* **EXERCISE BRIEF**
Set out the lines from the one containing "Target: gravel path" through the last line of the items as a numbered list, including both ends and omitting blank lines.

::::

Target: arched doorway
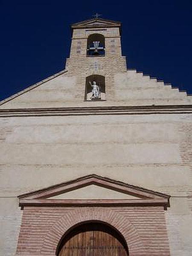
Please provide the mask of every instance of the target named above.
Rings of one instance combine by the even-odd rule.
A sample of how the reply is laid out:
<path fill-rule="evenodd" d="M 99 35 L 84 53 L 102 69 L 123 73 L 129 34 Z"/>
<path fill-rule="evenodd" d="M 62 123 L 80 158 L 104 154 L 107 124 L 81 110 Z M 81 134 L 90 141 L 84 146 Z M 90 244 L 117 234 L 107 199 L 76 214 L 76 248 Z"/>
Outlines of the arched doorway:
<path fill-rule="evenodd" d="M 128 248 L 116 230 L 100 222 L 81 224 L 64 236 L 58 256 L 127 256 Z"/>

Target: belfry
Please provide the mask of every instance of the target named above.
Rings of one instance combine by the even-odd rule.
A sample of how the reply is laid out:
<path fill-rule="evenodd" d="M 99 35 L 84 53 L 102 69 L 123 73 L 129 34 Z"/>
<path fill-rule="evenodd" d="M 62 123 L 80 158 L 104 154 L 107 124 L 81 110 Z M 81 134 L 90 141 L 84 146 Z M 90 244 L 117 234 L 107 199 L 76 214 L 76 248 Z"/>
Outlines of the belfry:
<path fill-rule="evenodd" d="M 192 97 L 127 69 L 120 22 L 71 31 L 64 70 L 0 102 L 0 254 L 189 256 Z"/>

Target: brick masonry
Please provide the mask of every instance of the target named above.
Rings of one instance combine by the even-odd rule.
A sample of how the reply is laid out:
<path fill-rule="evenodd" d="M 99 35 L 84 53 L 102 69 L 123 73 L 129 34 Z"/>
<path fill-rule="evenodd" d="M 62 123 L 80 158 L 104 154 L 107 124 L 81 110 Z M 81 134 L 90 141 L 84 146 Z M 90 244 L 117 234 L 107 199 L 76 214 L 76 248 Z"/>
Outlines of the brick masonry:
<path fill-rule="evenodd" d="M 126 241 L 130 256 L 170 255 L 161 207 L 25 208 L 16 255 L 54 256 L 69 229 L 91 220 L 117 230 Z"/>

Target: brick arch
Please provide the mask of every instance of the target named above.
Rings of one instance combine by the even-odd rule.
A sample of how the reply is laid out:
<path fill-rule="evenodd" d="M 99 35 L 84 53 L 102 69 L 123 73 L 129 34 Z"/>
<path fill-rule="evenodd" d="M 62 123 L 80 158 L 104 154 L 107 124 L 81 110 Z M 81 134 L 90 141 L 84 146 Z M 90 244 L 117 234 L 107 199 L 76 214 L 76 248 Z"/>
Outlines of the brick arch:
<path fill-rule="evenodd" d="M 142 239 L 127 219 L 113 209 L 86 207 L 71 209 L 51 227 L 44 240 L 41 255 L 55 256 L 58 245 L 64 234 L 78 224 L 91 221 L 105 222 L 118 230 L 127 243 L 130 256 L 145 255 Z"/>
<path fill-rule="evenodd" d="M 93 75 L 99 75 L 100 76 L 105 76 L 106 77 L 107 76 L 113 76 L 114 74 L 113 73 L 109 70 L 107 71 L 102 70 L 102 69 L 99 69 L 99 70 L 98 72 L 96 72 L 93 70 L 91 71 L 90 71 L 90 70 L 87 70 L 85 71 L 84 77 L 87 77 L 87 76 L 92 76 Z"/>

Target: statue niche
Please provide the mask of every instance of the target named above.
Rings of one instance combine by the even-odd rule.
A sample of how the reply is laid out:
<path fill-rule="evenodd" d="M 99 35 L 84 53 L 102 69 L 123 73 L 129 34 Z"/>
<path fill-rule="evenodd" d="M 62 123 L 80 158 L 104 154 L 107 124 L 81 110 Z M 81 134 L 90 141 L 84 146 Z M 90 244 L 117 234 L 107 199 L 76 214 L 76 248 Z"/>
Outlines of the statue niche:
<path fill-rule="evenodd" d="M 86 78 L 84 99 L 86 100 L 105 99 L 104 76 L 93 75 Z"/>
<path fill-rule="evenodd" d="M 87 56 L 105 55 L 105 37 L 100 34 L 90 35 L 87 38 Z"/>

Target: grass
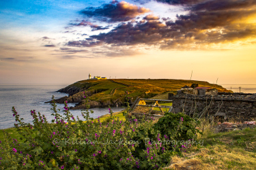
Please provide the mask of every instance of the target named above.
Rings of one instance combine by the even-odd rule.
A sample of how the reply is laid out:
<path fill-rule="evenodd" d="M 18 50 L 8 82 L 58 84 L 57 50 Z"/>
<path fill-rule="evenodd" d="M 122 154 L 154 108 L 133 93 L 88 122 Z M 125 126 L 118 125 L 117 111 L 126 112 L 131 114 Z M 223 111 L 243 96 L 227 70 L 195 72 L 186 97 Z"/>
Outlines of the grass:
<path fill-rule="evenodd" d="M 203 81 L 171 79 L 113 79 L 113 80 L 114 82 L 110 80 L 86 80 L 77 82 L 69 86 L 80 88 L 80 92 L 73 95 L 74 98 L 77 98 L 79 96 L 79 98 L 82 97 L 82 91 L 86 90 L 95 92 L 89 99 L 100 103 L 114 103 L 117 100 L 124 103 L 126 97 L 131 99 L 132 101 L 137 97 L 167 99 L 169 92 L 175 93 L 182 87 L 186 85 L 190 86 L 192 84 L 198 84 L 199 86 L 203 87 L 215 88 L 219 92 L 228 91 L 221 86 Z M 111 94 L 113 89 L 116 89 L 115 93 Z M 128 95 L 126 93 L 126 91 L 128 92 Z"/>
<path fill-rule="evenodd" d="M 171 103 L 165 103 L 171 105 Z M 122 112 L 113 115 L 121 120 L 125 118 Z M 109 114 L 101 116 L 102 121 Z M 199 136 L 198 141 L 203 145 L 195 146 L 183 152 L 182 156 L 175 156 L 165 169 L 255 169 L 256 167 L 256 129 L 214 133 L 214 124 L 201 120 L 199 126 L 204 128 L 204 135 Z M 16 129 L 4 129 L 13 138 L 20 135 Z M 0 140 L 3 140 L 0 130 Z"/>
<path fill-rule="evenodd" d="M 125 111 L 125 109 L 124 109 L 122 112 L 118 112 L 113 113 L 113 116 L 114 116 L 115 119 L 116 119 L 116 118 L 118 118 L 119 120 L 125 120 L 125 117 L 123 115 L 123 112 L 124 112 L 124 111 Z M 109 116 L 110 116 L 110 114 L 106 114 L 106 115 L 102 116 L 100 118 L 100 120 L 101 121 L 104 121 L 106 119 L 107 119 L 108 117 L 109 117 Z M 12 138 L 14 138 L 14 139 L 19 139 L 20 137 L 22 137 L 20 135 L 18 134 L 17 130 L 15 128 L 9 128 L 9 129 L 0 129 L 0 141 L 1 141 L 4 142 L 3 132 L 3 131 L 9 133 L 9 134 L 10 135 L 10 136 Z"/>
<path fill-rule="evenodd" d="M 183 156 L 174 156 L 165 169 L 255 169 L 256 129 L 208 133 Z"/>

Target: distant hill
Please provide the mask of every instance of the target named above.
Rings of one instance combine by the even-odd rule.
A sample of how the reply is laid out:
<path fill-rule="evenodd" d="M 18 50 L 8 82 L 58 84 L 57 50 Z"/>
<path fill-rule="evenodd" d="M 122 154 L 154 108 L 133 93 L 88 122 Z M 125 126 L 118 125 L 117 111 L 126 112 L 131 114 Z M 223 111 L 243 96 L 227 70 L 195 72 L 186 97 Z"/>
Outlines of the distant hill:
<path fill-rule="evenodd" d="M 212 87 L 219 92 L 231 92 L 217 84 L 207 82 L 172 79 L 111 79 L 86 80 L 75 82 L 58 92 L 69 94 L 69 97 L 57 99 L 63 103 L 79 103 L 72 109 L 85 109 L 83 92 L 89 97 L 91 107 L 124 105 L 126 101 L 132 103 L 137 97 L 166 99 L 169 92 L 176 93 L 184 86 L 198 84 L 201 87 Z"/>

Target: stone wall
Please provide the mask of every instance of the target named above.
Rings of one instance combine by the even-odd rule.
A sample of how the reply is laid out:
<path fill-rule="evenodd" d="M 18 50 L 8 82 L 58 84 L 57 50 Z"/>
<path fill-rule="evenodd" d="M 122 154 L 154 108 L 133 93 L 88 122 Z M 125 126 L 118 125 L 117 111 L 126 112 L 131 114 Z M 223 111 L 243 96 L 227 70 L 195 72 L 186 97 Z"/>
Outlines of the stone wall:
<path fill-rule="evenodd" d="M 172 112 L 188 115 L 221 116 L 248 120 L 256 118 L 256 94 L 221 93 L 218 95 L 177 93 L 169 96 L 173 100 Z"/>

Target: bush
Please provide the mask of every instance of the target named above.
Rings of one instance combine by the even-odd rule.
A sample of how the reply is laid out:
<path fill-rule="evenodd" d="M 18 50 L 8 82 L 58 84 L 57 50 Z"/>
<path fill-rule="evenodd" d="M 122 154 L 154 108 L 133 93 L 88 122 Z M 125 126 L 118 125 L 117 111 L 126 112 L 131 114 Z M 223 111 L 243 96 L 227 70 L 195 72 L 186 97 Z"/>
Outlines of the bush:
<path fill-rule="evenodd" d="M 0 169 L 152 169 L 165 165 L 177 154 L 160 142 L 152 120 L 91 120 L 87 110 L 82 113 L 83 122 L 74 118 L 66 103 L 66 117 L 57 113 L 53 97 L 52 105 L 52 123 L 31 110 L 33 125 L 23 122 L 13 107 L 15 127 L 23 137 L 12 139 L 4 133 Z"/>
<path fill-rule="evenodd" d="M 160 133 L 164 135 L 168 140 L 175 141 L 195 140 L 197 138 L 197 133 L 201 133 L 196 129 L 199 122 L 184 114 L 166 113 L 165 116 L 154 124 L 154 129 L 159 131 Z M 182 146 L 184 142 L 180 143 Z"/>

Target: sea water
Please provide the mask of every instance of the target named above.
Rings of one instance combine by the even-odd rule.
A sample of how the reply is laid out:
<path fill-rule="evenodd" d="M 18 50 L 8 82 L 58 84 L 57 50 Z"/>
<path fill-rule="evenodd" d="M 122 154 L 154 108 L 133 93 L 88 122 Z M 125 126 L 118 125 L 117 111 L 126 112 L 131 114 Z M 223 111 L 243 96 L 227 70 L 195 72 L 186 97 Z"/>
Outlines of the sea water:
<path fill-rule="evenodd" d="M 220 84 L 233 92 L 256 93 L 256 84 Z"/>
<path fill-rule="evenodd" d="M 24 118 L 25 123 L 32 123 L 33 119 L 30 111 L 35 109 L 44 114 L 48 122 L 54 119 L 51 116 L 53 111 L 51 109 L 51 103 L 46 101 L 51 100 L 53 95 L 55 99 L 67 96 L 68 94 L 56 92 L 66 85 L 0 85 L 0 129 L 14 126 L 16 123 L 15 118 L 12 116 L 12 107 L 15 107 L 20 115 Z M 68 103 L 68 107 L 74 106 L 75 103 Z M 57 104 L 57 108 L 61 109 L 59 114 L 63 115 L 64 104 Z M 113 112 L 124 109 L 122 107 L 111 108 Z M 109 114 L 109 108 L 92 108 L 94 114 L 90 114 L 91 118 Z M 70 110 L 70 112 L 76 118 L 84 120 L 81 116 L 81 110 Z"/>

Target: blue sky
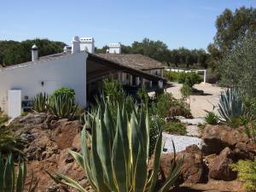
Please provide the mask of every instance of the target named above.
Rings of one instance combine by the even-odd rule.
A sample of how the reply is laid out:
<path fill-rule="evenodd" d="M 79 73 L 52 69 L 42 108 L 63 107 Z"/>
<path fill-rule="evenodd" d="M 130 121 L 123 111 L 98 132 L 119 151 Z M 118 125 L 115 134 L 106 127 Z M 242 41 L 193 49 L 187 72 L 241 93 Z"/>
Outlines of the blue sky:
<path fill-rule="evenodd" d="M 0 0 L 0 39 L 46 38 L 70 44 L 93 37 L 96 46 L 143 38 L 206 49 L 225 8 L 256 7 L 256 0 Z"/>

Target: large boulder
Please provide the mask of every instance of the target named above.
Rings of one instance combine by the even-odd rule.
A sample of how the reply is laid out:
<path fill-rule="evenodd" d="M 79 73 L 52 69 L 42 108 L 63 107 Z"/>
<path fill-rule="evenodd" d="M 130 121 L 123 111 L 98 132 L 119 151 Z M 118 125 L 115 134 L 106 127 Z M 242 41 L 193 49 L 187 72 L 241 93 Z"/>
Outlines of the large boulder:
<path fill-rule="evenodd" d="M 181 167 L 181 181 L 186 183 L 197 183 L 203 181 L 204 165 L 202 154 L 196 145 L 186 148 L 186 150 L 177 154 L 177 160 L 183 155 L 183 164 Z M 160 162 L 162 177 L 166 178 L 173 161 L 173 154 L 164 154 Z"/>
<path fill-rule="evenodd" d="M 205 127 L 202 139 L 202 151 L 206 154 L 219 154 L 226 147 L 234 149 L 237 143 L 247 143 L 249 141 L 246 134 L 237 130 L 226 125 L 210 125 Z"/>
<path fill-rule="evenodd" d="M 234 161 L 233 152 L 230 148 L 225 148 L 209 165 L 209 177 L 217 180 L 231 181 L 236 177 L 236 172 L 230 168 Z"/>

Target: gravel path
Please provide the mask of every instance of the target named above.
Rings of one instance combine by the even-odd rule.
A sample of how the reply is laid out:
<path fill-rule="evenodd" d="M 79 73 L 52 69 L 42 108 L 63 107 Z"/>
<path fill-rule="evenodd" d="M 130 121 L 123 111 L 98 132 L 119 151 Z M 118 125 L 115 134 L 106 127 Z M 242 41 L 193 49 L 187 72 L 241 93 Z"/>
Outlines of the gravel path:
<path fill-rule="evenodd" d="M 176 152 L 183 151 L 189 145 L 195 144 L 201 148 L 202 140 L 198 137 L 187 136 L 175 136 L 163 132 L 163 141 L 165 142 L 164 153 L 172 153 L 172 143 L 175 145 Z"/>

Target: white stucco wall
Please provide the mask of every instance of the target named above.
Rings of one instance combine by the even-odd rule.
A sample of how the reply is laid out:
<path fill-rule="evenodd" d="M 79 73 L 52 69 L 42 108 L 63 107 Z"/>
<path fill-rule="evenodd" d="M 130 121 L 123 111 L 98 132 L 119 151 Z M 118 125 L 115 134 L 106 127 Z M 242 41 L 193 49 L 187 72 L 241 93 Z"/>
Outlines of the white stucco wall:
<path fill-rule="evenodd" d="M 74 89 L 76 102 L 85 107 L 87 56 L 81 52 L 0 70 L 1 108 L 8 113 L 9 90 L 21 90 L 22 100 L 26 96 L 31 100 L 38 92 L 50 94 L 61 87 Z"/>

::::

* **RESULT**
1. Target: gravel path
2. Please provide the mask of every instance of the target named above.
3. Rings of one instance combine by the even-odd rule.
4. A sample of how the reply is laid out:
5. <path fill-rule="evenodd" d="M 79 73 L 52 69 L 42 108 L 63 107 Z"/>
6. <path fill-rule="evenodd" d="M 130 121 L 123 111 L 98 132 L 119 151 Z M 118 125 L 115 134 L 106 127 Z M 242 41 L 193 49 L 187 72 L 241 93 Z"/>
7. Outlines of the gravel path:
8. <path fill-rule="evenodd" d="M 176 152 L 183 151 L 189 145 L 195 144 L 201 148 L 202 140 L 198 137 L 187 136 L 175 136 L 163 132 L 163 141 L 165 142 L 164 153 L 172 153 L 172 143 L 175 145 Z"/>
9. Target: white stucco wall
10. Please provide the mask of every instance of the target named above.
11. Rings of one instance combine by the even-odd rule.
12. A sample of how the reply is laid out:
13. <path fill-rule="evenodd" d="M 79 73 L 52 69 L 42 108 L 63 107 Z"/>
14. <path fill-rule="evenodd" d="M 130 121 L 123 111 L 98 132 L 119 151 Z M 118 125 L 115 134 L 106 127 Z M 242 41 L 193 49 L 187 72 L 241 93 Z"/>
15. Outlines of the white stucco wall:
16. <path fill-rule="evenodd" d="M 74 89 L 76 102 L 85 107 L 87 56 L 81 52 L 0 70 L 1 108 L 8 113 L 9 90 L 21 90 L 22 100 L 26 96 L 31 100 L 38 92 L 50 94 L 61 87 Z"/>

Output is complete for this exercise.